#### Short task
Pull out the text of every entry below verbatim, leaving the pictures out of your answer.

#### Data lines

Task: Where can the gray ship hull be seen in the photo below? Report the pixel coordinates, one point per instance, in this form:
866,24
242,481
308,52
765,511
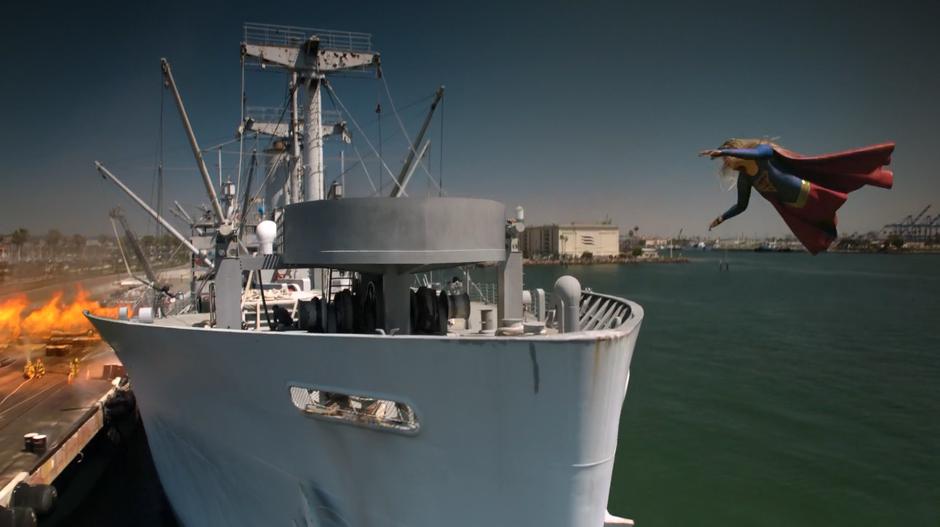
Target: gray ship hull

#### Finished task
Task: Where can the gray ship hull be seen in the photo below? Report the pixel coordinates, one point per instance, in this form:
866,24
242,481
308,52
765,511
Target: gray ship hull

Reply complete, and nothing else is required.